*** Block opens ***
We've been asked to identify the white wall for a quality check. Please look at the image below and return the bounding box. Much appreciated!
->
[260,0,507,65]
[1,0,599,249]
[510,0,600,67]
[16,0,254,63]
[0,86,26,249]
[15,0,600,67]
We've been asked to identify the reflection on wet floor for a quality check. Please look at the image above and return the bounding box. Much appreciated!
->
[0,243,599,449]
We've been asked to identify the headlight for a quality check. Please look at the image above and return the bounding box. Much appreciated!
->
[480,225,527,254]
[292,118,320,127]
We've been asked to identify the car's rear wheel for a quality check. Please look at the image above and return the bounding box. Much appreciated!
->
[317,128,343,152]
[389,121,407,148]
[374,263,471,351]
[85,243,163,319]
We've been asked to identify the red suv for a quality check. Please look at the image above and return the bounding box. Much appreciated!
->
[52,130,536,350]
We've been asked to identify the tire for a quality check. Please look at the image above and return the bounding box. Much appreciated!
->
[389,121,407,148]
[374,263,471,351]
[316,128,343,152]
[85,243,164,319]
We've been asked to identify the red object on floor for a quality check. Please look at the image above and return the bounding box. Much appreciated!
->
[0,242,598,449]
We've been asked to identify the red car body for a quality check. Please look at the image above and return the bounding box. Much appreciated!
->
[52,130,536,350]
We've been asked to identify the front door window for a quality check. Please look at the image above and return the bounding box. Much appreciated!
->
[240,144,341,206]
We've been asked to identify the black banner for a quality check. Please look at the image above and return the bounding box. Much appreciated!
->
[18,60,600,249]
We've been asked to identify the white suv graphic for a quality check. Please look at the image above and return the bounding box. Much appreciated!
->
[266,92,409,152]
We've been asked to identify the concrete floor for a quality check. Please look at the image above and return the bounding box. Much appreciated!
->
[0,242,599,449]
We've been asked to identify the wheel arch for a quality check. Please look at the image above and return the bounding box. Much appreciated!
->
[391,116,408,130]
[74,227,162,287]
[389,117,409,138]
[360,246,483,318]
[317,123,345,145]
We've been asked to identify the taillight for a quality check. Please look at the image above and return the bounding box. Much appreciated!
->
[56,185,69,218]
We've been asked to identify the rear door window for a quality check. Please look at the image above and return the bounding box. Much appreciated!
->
*** Block closes ***
- _Problem_: Print each entry exactly as it was written.

- _Exercise response_:
We've been asked to identify the white wall for a quality check. Please look at the image below and return the bounding box. Much appreciated!
->
[260,0,507,65]
[1,0,599,249]
[510,0,600,67]
[16,0,254,63]
[0,86,26,249]
[15,0,600,67]
We've been asked to identify the reflection on wet floor for a quality check. Please look at the image above and return the bounding box. Much appreciated!
->
[0,243,599,449]
We've been asked to identify the headlight for a quality check. Please look at the image above and return the bounding box. Much appreciated!
->
[480,225,527,254]
[292,118,320,127]
We've been asked to identify the car's rear wheel for a quality check. Please look at the image above and return the bounding box. Much appreciated!
->
[317,128,343,152]
[389,121,407,148]
[374,263,471,351]
[85,243,163,319]
We've been asked to identify the red suv for a quality check. Please look at the image above and return the bounding box. Much appreciated!
->
[52,130,536,350]
We've been asked to identify the tire for a quality check. Please look at the image above and return the bounding box. Much appreciated!
->
[389,121,407,148]
[374,263,471,351]
[316,128,343,152]
[85,243,164,319]
We've been asked to identify the red object on floor for a quality check. Please look at the image above and return the bounding box. Much appreciated!
->
[0,242,598,449]
We've been asked to identify the red car body for a quality check. Please look at the image above and return the bounding box. Much appreciated!
->
[52,130,536,350]
We've been asked to identify the front door window for a quality check. Please look at the image above and return the bounding box. Much appreciated!
->
[240,144,341,206]
We've been asked to identify the black banner for a quality check. Please look at the image above and return the bounding box. Much appreciated!
->
[18,60,600,249]
We've been asked to identify the white suv graphic for a quality check. Please look at the image above and return the bounding box. Much appreciated!
->
[266,92,409,152]
We've been asked to identify the concrete floor for a quality check. Please look at the image above and return the bounding box. Much appreciated!
->
[0,242,599,449]
We've been asked to identify the wheel arch for a quality check. Please look at the image above and return the bounding box. Much appreciated!
->
[391,116,408,130]
[74,227,162,287]
[389,117,409,138]
[360,246,483,318]
[317,123,345,145]
We've been asked to identify the taillight for a quality check. Please look at the image above and return the bounding box. Much appreciated!
->
[56,185,69,218]
We've been asked to identify the rear door window for a quality check. Please look at the image above and return the bounding box. Much appreciated!
->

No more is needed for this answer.